Given data:

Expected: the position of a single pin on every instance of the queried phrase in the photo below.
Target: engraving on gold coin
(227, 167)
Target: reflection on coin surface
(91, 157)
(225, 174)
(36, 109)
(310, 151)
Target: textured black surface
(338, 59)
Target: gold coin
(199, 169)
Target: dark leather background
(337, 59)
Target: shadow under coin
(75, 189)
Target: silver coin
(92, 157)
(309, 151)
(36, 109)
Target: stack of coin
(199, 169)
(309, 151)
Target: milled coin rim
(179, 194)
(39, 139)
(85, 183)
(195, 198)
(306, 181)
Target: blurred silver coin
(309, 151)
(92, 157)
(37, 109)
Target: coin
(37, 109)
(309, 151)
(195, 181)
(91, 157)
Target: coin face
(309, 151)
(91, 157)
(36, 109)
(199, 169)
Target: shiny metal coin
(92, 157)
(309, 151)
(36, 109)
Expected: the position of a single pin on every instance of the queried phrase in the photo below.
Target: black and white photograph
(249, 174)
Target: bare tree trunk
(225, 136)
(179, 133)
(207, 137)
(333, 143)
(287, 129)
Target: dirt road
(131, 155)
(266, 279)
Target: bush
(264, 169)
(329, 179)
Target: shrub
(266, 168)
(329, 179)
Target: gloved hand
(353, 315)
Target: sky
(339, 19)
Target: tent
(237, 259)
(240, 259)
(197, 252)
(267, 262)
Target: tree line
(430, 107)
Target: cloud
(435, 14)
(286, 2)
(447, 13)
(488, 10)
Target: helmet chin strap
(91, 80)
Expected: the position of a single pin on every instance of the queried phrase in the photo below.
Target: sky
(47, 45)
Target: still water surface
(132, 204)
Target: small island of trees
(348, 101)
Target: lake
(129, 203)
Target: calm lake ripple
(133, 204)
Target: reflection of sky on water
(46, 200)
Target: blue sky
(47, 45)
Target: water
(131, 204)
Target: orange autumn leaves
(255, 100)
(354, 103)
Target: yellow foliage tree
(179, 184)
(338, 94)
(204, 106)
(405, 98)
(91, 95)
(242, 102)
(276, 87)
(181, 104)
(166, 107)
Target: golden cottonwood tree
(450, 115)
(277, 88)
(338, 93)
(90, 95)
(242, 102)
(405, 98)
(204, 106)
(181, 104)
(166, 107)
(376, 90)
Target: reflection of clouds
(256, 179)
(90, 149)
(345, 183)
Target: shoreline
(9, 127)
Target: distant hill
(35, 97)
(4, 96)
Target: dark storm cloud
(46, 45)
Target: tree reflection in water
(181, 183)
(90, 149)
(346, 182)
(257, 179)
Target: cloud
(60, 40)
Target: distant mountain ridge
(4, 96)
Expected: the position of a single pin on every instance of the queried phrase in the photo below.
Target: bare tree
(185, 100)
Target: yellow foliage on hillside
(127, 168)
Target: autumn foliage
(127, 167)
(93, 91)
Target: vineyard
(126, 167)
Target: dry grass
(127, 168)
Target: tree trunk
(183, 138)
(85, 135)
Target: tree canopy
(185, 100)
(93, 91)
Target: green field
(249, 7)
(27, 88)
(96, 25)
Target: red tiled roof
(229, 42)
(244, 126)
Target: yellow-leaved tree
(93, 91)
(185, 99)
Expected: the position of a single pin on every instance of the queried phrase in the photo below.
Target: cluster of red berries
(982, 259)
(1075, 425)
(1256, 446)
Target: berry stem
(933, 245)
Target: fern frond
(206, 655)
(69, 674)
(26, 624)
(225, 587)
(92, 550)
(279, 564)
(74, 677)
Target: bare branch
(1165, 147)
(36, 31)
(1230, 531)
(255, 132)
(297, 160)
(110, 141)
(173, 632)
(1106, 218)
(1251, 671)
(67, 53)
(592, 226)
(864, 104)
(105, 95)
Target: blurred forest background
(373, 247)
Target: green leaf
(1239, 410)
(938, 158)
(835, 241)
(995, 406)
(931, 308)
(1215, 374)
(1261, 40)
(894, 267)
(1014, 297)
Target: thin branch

Exercise:
Transcribe the full listing, matching it exactly.

Task answer:
Expected: the position of a single pin on every instance of the queried phrase in the photo below.
Target: engraving on gold coin
(227, 167)
Target: reflection on coin surface
(91, 157)
(225, 174)
(36, 109)
(310, 151)
Target: textured black surface
(338, 59)
Target: gold coin
(199, 169)
Target: dark leather background
(337, 59)
Target: shadow under coin
(75, 189)
Target: silver coin
(92, 157)
(309, 151)
(36, 109)
Target: stack of coin
(199, 169)
(309, 151)
Target: milled coin rim
(179, 194)
(39, 139)
(85, 183)
(195, 198)
(306, 181)
Target: blurred silver coin
(309, 151)
(92, 157)
(37, 109)
Target: coin
(37, 109)
(309, 151)
(195, 181)
(91, 157)
Target: coin face
(309, 151)
(91, 157)
(36, 109)
(199, 169)
Target: shiny metal coin
(92, 157)
(309, 151)
(36, 109)
Expected: the position of a single pin on every instance of the queried phrase in the photo below.
Target: black and white photograph
(249, 174)
Target: bare tree trunk
(225, 136)
(179, 133)
(207, 137)
(333, 143)
(287, 129)
Target: dirt road
(131, 155)
(266, 279)
Target: bush
(264, 169)
(329, 179)
Target: shrub
(266, 168)
(329, 179)
Target: gloved hand
(353, 315)
Target: sky
(339, 19)
Target: tent
(237, 259)
(240, 259)
(197, 252)
(267, 262)
Target: tree line
(430, 107)
Target: cloud
(435, 14)
(286, 2)
(447, 13)
(488, 10)
Target: helmet chin strap
(91, 80)
Expected: the position of a single pin on every instance of the queried phrase in the photo below.
Target: sky
(47, 45)
Target: still water surface
(132, 204)
Target: small island of trees
(348, 101)
Target: lake
(129, 203)
Target: calm lake ripple
(133, 204)
Target: reflection of sky on water
(46, 200)
Target: blue sky
(47, 45)
Target: water
(131, 204)
Target: orange autumn leaves
(255, 100)
(354, 103)
Target: yellow foliage tree
(179, 184)
(338, 94)
(204, 106)
(405, 98)
(91, 95)
(242, 102)
(276, 87)
(181, 104)
(166, 107)
Target: golden cottonwood tree
(450, 115)
(277, 88)
(338, 93)
(90, 95)
(242, 102)
(405, 98)
(204, 106)
(181, 104)
(166, 107)
(376, 90)
Target: reflection of clouds
(256, 179)
(90, 149)
(345, 183)
Target: shoreline
(9, 127)
Target: distant hill
(35, 97)
(4, 96)
Target: dark storm cloud
(46, 45)
Target: tree reflection in water
(181, 183)
(90, 149)
(346, 182)
(257, 179)
Target: cloud
(60, 40)
Target: distant mountain ridge
(4, 96)
Expected: the position of a single pin on every instance of the queried phrase in the photo below.
Target: bare tree
(185, 100)
Target: yellow foliage on hillside
(127, 168)
Target: autumn foliage
(127, 167)
(93, 91)
Target: vineyard
(126, 167)
Target: dry grass
(127, 168)
Target: tree trunk
(183, 138)
(85, 135)
Target: tree canopy
(185, 100)
(93, 91)
Target: green field
(249, 7)
(27, 88)
(96, 25)
Target: red tiled roof
(229, 42)
(244, 126)
Target: yellow-leaved tree
(93, 91)
(185, 99)
Expected: the position of a single pin on every instance of the queried phrase in the photo below.
Target: cluster of red berries
(982, 259)
(1075, 425)
(1256, 446)
Target: berry stem
(933, 245)
Target: fern frond
(206, 655)
(69, 674)
(26, 624)
(225, 587)
(92, 550)
(279, 564)
(74, 677)
Target: bare branch
(1165, 147)
(36, 31)
(1230, 531)
(255, 132)
(297, 160)
(110, 141)
(173, 632)
(1106, 218)
(1251, 671)
(67, 53)
(592, 226)
(864, 104)
(105, 95)
Target: blurred forest background
(373, 247)
Target: green leaf
(1239, 410)
(938, 158)
(835, 241)
(995, 406)
(931, 308)
(1215, 374)
(1261, 40)
(894, 267)
(1014, 297)
Target: thin branch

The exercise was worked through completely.